[Data for the task Boundary: Start]

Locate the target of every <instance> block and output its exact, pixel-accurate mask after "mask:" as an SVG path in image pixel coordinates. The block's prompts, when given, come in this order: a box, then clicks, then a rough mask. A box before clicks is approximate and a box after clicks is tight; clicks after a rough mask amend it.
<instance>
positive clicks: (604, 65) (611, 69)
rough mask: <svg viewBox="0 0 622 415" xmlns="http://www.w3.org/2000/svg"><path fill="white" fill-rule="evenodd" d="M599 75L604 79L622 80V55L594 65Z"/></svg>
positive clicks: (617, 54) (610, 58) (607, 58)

[Data for the task Boundary: End]

• **Exercise goal**
Search term "clicks": return each line of the data that contains it.

• **Result**
Locate the target of every <instance> block and output its exact, pixel-accurate mask after "mask:" as an SVG path in image pixel coordinates. The block's prompts, when given, come in this order: a box, then clicks, then a rough mask. A box before clicks is approximate and a box after clicks is tight; clicks after a rough mask amend it.
positive clicks: (604, 65) (611, 69)
positive clicks: (617, 54) (610, 58) (607, 58)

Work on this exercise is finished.